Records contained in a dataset
:::
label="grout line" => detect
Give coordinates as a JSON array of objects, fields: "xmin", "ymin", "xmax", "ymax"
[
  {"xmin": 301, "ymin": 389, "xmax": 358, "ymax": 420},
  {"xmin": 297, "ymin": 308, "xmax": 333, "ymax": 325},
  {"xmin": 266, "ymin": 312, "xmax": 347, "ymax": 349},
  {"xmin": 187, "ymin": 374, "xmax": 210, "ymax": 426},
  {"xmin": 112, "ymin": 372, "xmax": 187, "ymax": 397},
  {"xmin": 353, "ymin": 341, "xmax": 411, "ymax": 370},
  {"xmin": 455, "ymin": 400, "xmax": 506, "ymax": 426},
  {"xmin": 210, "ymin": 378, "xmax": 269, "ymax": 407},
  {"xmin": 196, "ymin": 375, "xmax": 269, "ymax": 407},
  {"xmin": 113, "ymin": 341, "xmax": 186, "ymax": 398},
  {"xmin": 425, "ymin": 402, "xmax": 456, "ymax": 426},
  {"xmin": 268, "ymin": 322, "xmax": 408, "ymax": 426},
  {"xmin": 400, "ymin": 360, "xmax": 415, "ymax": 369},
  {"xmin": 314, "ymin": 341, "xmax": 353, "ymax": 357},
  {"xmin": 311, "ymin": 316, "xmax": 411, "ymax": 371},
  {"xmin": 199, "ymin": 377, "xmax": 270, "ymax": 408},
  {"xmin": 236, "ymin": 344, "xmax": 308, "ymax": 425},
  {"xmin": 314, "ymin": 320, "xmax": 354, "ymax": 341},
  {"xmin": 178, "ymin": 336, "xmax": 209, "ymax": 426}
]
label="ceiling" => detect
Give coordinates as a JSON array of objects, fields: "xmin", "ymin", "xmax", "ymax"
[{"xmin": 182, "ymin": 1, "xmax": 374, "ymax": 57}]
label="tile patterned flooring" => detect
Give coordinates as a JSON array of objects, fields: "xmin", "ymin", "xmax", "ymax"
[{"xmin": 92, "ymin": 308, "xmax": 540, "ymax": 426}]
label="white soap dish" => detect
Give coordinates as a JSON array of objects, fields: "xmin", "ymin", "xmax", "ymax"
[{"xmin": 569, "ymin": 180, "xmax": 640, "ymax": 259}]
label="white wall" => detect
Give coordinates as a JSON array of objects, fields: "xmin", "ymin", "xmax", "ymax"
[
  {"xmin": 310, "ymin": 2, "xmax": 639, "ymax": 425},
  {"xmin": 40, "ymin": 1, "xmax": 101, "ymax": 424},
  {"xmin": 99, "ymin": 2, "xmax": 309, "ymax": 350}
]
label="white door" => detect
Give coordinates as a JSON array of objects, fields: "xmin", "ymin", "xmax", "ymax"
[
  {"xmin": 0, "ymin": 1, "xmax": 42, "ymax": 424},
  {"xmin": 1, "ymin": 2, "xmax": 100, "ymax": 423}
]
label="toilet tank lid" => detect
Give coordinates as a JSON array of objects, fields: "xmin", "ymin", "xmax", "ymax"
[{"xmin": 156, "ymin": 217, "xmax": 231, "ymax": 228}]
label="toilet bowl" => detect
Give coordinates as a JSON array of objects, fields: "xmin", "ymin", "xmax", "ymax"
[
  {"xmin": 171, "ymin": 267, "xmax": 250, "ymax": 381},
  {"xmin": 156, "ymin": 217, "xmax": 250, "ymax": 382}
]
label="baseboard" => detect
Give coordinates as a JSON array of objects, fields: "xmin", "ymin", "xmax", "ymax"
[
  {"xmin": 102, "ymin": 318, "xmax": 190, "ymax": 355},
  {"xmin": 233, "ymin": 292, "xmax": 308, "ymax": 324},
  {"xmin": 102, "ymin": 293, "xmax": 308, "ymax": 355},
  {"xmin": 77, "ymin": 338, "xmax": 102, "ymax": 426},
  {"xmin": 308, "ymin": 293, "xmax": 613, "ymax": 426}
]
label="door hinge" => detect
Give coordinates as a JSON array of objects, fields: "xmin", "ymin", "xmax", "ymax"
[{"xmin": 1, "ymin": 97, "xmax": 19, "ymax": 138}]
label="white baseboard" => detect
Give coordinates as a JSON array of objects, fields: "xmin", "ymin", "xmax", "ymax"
:::
Look over the entries for "white", then copy every line that includes that string.

label="white soap dish" => detect
label="white wall" => detect
label="white door" => detect
label="white baseboard" => detect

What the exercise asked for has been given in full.